>> Start RECORDS PROVIDED

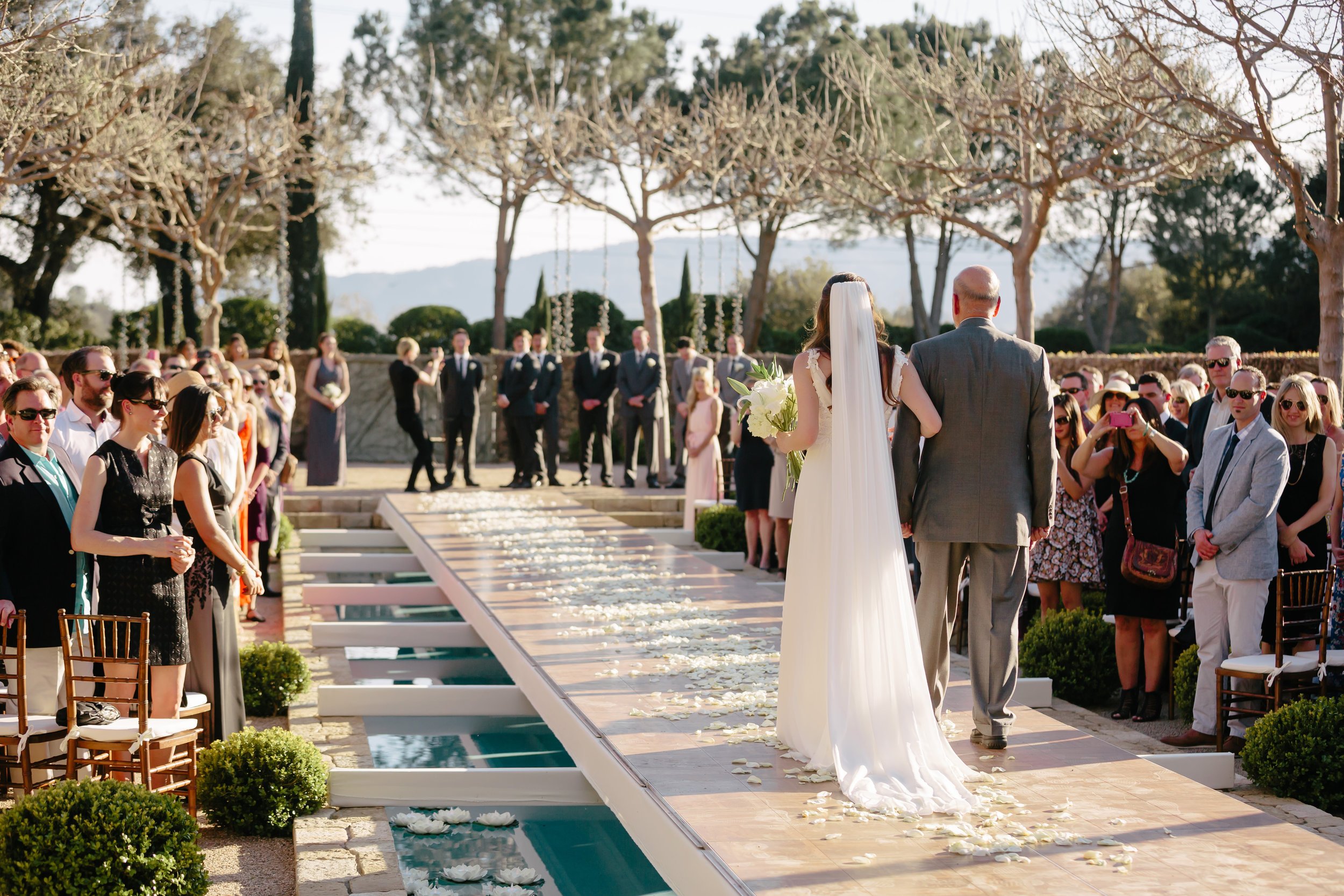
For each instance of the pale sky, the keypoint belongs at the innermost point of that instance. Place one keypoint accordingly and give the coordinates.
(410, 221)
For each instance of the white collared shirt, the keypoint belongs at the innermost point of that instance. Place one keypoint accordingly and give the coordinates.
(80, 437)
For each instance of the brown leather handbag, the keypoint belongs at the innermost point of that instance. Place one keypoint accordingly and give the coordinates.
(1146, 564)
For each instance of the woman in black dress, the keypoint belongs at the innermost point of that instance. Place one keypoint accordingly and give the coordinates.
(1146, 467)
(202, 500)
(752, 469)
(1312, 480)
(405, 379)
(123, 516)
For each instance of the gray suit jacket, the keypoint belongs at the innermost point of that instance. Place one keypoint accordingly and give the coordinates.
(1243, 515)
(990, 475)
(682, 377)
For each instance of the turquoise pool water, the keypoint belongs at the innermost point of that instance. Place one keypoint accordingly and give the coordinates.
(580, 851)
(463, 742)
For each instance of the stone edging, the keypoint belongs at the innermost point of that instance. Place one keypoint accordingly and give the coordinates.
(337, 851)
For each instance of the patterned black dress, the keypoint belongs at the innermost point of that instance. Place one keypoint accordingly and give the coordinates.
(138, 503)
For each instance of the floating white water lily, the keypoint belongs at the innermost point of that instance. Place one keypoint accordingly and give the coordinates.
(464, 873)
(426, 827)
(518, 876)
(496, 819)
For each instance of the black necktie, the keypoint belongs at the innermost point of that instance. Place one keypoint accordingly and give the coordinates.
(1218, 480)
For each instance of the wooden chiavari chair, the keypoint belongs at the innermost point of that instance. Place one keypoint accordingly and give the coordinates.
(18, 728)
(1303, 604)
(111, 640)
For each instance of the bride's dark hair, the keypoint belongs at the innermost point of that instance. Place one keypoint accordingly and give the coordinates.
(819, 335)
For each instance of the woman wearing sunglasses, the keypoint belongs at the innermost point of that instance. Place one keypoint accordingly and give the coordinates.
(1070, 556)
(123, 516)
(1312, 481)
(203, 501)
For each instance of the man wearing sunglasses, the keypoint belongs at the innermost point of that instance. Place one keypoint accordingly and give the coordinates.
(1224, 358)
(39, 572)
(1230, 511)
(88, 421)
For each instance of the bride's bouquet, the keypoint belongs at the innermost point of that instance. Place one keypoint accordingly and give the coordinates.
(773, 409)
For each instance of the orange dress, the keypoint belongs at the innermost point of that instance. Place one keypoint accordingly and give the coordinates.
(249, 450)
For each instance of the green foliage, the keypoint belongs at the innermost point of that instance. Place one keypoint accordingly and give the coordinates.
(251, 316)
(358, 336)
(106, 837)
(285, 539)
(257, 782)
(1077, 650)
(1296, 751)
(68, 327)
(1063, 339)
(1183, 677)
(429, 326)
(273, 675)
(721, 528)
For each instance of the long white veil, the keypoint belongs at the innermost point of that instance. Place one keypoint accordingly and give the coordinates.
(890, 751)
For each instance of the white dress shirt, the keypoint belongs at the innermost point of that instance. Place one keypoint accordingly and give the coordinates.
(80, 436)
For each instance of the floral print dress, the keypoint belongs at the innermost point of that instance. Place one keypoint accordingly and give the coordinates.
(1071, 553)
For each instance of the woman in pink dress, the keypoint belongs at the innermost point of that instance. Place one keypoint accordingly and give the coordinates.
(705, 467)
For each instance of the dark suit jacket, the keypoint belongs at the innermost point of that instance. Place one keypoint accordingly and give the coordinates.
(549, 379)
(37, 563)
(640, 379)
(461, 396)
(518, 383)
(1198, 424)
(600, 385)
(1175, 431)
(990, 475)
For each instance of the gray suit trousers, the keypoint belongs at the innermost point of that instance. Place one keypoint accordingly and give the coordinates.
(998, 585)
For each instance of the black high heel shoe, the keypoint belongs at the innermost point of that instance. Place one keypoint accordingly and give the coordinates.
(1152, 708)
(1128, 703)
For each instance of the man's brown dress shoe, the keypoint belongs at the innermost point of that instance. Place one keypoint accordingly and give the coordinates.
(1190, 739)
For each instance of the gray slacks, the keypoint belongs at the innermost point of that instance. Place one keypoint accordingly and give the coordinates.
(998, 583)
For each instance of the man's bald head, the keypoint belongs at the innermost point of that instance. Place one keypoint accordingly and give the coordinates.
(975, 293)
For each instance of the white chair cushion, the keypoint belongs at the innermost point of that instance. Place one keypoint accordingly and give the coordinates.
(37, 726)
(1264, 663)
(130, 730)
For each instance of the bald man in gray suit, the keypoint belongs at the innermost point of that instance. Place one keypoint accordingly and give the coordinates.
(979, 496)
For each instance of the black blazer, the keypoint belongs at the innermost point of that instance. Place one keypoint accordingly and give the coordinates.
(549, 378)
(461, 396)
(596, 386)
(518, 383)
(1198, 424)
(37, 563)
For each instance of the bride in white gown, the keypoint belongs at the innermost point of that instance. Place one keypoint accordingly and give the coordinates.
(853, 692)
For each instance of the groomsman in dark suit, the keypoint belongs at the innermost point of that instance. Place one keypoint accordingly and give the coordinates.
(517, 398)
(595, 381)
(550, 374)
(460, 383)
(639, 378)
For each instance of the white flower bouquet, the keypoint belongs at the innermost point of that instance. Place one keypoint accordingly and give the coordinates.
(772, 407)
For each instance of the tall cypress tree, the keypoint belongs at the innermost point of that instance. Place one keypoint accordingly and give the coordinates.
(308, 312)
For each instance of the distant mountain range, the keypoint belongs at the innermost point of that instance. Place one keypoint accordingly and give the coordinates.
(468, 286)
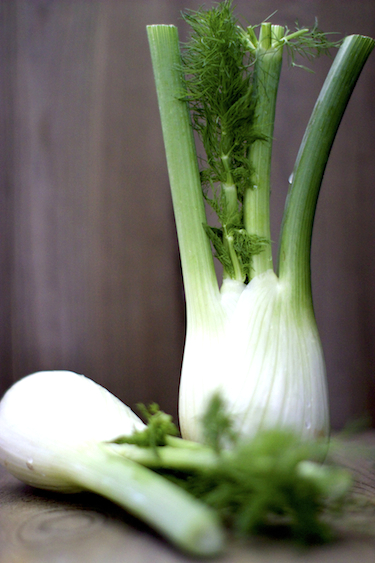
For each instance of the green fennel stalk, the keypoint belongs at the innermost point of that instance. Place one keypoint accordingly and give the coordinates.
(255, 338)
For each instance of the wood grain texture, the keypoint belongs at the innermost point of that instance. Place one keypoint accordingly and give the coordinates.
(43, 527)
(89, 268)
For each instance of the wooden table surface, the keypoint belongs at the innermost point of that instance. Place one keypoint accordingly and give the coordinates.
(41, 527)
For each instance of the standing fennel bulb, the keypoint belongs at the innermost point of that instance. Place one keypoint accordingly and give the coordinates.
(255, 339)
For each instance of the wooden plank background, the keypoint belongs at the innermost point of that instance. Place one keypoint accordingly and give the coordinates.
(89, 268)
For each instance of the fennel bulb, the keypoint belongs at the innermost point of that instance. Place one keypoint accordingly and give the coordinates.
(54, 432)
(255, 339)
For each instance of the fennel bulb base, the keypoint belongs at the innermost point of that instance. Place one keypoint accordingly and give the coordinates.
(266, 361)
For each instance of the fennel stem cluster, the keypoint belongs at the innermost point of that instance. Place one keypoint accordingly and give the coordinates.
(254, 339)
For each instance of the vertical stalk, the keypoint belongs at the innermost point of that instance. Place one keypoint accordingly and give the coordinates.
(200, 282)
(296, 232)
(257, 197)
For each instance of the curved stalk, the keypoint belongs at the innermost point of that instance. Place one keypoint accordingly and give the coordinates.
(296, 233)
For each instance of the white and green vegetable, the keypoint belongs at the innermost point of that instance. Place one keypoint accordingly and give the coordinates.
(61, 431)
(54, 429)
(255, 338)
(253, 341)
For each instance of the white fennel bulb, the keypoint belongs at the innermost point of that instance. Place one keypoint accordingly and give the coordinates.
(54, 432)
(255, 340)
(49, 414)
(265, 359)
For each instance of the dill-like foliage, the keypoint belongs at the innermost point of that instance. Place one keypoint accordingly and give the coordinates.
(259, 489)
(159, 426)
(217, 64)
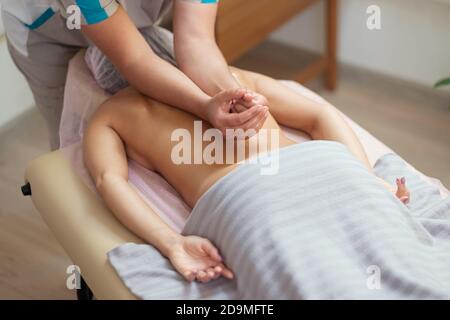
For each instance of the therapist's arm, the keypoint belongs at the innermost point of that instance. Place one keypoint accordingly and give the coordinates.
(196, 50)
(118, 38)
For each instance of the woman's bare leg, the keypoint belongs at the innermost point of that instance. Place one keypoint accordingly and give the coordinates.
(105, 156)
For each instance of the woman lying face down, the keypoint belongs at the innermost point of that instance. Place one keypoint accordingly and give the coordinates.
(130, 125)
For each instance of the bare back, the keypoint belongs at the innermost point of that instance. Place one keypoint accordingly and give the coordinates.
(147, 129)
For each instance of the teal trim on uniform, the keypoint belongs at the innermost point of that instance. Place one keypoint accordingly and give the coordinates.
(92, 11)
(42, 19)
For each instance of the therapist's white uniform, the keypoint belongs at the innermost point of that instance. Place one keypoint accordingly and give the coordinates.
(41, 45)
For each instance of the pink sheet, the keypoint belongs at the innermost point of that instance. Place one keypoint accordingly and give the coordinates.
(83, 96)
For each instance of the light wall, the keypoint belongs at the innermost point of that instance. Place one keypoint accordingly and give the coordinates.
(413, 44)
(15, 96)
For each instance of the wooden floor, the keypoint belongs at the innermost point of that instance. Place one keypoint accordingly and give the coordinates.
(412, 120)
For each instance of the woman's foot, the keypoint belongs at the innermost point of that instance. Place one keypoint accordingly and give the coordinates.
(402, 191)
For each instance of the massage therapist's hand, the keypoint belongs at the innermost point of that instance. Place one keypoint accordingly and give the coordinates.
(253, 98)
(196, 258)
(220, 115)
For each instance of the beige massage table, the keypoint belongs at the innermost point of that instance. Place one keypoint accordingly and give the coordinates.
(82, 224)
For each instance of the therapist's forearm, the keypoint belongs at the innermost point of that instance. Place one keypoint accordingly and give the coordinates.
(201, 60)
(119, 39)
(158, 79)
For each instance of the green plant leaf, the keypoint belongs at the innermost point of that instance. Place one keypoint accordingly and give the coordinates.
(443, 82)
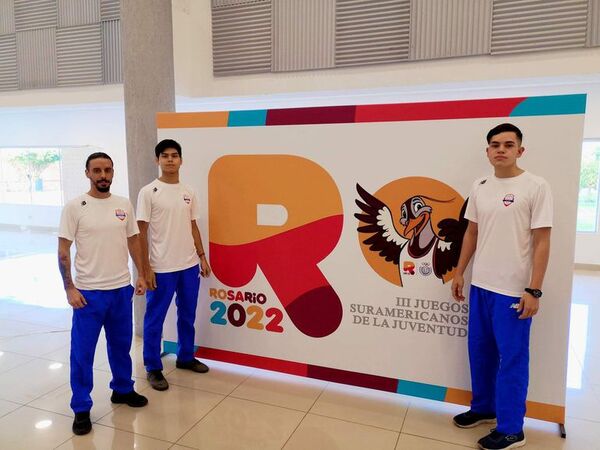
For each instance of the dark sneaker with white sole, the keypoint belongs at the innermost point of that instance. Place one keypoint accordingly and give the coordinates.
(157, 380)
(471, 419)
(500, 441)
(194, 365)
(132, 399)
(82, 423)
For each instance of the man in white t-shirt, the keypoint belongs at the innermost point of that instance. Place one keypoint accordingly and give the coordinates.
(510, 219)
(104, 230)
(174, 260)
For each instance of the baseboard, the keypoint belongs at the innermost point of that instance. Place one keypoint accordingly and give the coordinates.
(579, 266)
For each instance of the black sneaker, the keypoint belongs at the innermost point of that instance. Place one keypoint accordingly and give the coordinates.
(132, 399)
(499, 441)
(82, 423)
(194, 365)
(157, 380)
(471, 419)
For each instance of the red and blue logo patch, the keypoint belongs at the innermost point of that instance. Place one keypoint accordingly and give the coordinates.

>> End RECORDS PROVIDED

◆ THE TASK
Repeat, character for character, the lines from the one that holds "For each instance of the baseboard, the" to the final line of the material, inclusive, and no other lines.

◆ RESULT FOR THIS EXERCISE
For each instance of the baseboard, the keypoint belongs at the innermost point of that instance. Place one keypoint accordingly and give the coordinates.
(579, 266)
For each instance of the black sneaker, the keypoint belongs at the innermost point of that instance. Place one keypoint accordingly and give the coordinates.
(132, 399)
(499, 441)
(82, 423)
(194, 365)
(157, 380)
(471, 419)
For each instance of the red and blue logo patch, the keypoint belongs at the innermost point of that instance. Place one keypoint accordingly and give the coordinates.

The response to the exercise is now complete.